CONSIGNE: Résumez en deux phrases le texte sur la réputation du cochon.

TEXTE:
● ● ● ● ●
Certains défauts qui lui sont attribués sont nés d’une observation trop rapide : le porc serait sale. En fait, cette saleté n’en est pas une : le cochon a des pores qui transpirent mal ; il doit donc se rafraîchir en se roulant dans de l’eau plus ou moins propre (et qui parfois n’est que de la boue). Pour les auteurs du Moyen Age, le cochon a aussi un autre défaut : il fouille constamment le sol avec son groin et ne regarde jamais vers le ciel, c’est-à-dire vers Dieu. Donc, c’est une créature impie..
la luxure est un vice qu’on lui a attribué tardivement. Le chien a été symbole de luxure bien avant le cochon. Dans les sociétés anciennes, l’animal fornicateur et sexuellement sale est le chien. Mais tout au long du Moyen Age, le chien se revalorise, et peu à peu, la symbolique animale le débarrasse de ses différents vices pour en faire le fidèle compagnon de l’homme que nous connaissons. Entre les XIVe et XVIe siècles, elle lui retire ainsi le vice de luxure et le transfert au cochon qui n’y était pour rien. Il était malpropre, vorace, impie mais pas luxurieux. A partir du début de l’époque moderne, il le devient et l’est resté jusqu’à nos jours. Il fait désormais des «cochonneries», et son nom sert à désigner ou insulter les hommes lubriques : «vieux cochon !». C’est injuste pour le porc, qui est un animal plutôt chaste.
● ● ● ● ●
DONNÉES EXTRAITES:
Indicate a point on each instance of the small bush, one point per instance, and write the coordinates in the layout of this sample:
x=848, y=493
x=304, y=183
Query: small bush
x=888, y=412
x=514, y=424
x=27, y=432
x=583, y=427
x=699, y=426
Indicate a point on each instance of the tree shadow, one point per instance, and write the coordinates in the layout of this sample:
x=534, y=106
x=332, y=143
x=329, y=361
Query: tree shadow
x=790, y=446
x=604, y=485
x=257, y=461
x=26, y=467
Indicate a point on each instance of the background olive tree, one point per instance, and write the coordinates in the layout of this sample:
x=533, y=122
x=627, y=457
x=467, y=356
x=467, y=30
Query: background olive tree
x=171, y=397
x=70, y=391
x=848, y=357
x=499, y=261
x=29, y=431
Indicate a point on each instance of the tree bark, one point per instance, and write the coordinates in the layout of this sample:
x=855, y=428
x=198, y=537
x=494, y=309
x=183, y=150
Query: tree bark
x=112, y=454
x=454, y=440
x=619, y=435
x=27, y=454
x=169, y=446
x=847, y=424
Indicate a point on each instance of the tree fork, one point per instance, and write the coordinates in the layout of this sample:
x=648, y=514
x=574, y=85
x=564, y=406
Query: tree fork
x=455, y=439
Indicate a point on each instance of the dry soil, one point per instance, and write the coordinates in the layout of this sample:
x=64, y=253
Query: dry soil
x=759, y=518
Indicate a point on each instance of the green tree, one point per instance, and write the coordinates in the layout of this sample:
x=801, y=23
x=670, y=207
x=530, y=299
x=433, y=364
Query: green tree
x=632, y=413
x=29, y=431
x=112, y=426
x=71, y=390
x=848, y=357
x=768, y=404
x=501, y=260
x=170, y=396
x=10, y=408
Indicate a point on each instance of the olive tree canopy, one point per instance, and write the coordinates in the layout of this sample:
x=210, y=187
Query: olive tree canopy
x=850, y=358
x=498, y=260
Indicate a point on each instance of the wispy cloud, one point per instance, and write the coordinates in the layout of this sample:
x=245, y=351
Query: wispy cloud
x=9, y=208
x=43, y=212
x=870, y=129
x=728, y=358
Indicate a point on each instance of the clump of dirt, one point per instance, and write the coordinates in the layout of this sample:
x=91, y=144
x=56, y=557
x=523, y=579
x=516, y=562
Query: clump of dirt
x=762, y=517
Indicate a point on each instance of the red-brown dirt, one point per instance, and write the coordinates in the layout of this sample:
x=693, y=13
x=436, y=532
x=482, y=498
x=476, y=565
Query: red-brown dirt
● ● ● ● ●
TÂCHE RÉALISÉE: La saleté reprochée au porc vient d'une observation trop rapide : transpirant mal, il se roule dans l'eau ou la boue pour se rafraîchir, et les auteurs du Moyen Âge le jugeaient impie parce qu'il fouille le sol sans jamais regarder vers le ciel. Le vice de luxure, longtemps attribué au chien, lui a été transféré entre les XIVe et XVIe siècles, si bien que depuis l'époque moderne son nom sert à insulter les hommes lubriques, alors qu'il est un animal plutôt chaste.